学习文本:
»»
若初始化成功,则GP自动启动,可以看到master节点上的5432已经在listen了,psql进入数据库,开始greenplum之旅。

[gpadmin@mdw1 ~]$ netstat -tulnp | grep 5432
(Not all processes could be identified, non-owned process info
 will not be shown, you would have to be root to see it all.)
tcp        0      0 0.0.0.0:5432            0.0.0.0:*               LISTEN      58954/postgres
tcp6       0      0 :::5432                 :::*                    LISTEN      58954/postgres


[gpadmin@mdw1 ~]$ psql postgres -c 'SELECT * FROM pg_stat_replication;'
  pid  | usesysid | usename | application_name | client_addr  | client_hostname | client_port |         backend_start         | backend_xmin |   state
 | sent_location | write_location | flush_location | replay_location | sync_priority | sync_state
-------+----------+---------+------------------+--------------+-----------------+-------------+-------------------------------+--------------+----------
-+---------------+----------------+----------------+-----------------+---------------+------------
 60403 |       10 | gpadmin | gp_walreceiver   | 192.168.6.13 |                 |       33428 | 2023-06-11 15:37:38.811796+08 |              | streaming
 | 0/C000000     | 0/C000000      | 0/C000000      | 0/C000000       |             1 | sync
(1 row)
««
练习活动:
根据学习文本回答:
(a) master 节点上监听 5432 端口的 postgres 进程 PID 是多少?
(b) 在 pg_stat_replication 的查询结果中,client_addr 的值是什么?
(c) 同一查询结果中,sync_state 列的值是什么?

条目列表:
»»
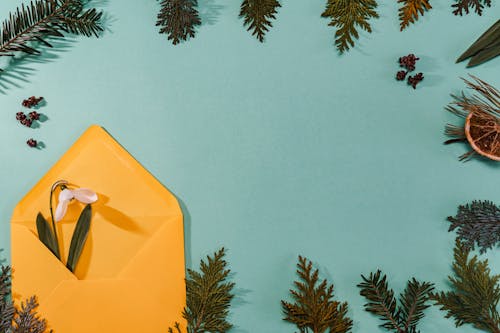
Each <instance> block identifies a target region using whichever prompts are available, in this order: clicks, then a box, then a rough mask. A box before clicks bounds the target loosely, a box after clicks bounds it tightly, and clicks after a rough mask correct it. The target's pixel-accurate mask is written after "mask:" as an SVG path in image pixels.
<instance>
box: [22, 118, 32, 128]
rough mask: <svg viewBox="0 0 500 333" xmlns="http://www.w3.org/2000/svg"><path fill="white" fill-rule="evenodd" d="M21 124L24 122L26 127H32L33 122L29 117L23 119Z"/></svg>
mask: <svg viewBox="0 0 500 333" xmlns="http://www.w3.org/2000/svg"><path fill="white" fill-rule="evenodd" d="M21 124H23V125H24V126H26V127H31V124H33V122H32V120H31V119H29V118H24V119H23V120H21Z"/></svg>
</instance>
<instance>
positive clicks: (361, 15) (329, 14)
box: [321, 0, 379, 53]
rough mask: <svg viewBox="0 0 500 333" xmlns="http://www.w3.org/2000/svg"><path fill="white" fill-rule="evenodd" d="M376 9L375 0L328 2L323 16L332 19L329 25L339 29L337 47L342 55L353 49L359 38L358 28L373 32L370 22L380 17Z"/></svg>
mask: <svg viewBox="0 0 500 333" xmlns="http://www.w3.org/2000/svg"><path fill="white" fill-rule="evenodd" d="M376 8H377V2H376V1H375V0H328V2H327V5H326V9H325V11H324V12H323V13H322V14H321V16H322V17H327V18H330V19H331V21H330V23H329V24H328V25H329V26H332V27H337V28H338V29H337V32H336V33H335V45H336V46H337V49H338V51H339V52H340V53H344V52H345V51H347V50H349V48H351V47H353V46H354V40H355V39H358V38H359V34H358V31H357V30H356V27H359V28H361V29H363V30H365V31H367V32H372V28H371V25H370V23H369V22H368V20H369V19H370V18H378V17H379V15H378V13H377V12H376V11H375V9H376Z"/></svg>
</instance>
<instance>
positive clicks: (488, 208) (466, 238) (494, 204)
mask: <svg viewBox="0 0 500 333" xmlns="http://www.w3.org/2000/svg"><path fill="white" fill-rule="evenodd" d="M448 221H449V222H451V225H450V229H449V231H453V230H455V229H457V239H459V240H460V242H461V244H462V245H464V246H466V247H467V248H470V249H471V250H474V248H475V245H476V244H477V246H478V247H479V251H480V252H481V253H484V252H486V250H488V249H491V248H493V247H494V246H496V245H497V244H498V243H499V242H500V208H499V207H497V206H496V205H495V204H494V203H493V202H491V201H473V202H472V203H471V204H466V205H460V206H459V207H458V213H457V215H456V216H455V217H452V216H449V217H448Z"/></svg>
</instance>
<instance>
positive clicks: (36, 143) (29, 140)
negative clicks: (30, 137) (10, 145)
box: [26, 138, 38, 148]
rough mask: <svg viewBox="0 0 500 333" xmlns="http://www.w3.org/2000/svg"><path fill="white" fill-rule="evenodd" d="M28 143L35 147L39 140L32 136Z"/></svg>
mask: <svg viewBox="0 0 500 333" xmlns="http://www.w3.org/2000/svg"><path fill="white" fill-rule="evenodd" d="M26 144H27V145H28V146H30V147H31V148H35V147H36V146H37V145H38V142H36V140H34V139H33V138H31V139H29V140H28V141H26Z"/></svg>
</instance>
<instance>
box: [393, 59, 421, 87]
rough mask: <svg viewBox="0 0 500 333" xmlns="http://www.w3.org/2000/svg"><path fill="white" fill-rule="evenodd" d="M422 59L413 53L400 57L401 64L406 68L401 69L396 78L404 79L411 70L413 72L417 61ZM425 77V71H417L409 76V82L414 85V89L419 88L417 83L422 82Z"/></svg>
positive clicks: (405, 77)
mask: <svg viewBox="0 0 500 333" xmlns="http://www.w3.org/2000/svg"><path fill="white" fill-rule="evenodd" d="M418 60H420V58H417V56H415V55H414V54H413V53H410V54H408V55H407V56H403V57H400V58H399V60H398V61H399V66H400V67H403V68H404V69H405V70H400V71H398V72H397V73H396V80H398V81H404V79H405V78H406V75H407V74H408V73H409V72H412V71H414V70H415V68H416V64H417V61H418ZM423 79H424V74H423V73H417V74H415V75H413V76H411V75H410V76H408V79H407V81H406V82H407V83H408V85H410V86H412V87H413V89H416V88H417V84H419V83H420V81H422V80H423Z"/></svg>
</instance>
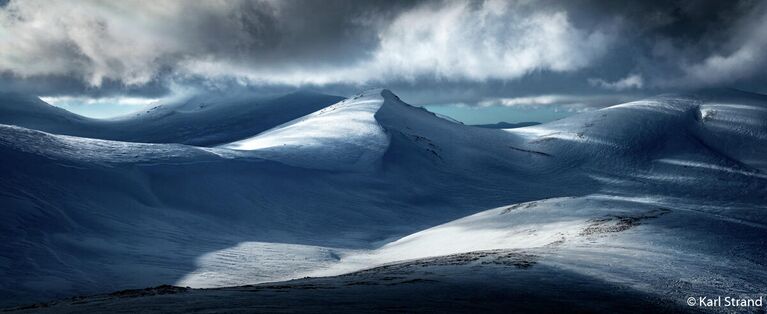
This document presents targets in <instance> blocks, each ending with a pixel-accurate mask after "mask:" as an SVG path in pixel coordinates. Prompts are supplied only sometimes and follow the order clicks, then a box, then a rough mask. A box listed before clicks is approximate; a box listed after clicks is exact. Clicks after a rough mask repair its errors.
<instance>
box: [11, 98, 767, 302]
««
»»
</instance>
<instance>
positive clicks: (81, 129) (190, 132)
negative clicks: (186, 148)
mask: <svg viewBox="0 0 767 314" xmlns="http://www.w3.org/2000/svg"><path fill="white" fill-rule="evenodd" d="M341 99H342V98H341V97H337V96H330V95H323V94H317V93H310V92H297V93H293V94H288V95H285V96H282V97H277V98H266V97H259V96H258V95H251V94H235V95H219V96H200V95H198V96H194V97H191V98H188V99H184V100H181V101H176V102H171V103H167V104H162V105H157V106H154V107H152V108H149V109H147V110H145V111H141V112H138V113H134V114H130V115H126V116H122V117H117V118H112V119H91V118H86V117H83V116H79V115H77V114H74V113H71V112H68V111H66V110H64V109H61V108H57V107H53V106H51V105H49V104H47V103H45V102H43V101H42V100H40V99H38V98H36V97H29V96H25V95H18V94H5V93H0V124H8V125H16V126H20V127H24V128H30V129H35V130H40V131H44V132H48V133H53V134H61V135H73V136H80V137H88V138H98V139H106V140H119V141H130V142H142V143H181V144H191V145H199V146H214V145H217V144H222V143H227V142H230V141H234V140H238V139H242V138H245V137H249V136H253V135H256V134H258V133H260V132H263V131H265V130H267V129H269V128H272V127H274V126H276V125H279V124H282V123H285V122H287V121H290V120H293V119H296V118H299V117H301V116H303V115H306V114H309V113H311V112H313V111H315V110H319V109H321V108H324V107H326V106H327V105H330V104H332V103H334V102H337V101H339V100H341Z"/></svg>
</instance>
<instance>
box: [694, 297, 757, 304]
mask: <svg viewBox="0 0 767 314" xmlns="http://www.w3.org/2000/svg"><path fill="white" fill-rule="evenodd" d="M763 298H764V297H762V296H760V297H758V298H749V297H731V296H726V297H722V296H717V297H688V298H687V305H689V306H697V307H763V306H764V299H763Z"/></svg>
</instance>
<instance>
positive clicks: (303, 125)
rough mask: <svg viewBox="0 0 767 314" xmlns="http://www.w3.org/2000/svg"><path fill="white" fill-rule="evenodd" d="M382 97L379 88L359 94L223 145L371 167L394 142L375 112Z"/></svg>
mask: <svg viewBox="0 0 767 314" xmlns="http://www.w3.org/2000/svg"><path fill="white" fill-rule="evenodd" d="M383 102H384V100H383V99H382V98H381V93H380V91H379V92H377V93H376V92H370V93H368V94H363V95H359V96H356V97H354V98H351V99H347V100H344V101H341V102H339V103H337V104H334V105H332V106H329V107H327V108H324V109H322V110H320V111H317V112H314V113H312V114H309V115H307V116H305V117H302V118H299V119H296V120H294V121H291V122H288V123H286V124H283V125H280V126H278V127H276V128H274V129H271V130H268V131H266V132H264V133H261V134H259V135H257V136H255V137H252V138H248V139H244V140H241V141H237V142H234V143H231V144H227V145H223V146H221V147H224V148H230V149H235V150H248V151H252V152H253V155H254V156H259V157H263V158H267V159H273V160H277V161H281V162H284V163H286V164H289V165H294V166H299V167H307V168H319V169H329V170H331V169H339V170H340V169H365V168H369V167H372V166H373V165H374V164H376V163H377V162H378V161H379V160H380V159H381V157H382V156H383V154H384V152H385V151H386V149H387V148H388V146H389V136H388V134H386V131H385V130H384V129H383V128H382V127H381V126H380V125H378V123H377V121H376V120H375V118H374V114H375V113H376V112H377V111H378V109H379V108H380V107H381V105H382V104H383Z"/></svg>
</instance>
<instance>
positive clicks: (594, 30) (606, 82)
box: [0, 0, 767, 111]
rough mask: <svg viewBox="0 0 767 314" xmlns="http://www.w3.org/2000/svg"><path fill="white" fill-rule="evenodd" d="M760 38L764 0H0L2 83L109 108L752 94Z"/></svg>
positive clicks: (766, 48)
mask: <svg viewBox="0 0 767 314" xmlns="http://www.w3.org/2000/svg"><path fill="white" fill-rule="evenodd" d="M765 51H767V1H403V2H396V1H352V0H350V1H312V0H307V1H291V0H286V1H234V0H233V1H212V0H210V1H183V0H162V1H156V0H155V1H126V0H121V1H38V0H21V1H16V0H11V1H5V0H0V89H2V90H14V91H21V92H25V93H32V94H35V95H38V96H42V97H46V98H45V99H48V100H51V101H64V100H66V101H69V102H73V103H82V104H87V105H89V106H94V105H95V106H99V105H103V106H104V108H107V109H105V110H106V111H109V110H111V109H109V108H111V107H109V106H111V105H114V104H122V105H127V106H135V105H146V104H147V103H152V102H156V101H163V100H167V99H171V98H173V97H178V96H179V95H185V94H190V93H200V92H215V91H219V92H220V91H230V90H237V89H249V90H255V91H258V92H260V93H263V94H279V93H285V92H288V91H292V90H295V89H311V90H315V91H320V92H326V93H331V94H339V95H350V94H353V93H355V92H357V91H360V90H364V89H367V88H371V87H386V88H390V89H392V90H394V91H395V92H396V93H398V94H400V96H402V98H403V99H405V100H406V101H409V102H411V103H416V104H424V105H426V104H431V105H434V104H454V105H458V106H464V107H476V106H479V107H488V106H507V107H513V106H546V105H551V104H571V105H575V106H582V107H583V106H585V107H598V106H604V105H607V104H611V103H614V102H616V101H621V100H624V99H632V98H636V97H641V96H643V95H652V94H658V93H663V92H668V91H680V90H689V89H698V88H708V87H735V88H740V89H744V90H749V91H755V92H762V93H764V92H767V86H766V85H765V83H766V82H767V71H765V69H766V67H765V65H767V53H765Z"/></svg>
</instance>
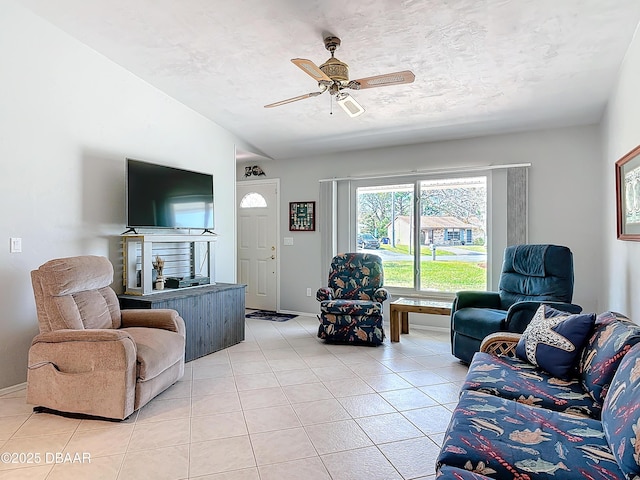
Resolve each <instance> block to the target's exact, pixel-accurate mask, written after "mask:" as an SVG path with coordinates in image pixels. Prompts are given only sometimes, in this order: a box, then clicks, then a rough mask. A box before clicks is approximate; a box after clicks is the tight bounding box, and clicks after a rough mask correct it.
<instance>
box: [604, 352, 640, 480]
««
»»
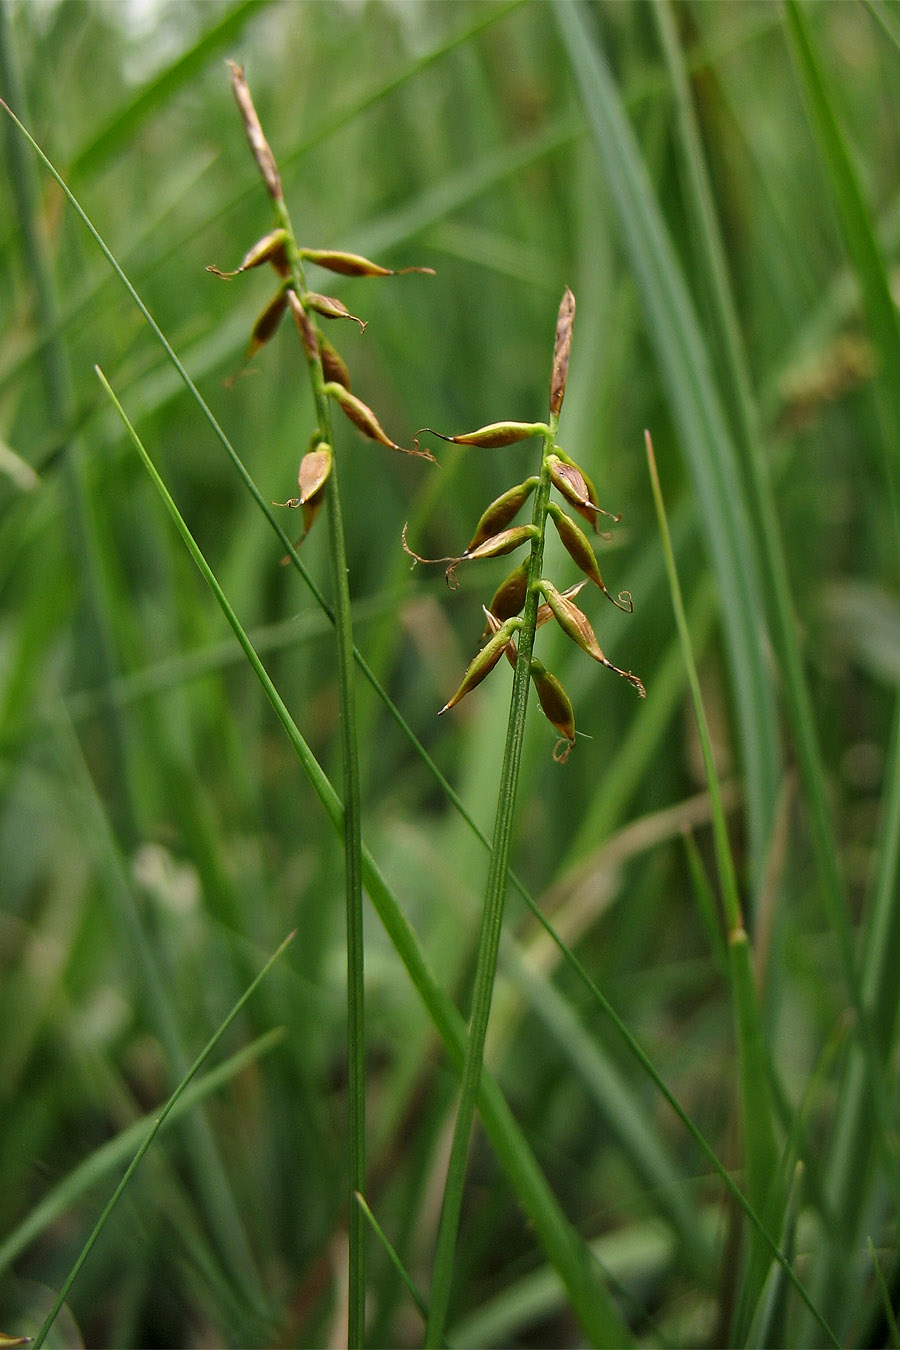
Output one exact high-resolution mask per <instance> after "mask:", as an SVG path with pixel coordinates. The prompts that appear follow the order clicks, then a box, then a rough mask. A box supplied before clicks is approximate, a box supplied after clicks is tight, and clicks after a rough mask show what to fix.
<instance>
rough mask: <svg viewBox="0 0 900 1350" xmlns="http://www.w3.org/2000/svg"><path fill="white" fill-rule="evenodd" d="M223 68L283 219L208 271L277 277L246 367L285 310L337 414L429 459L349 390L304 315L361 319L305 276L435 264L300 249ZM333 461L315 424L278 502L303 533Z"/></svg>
««
你的解答:
(a) 58954
(b) 192.168.6.13
(c) sync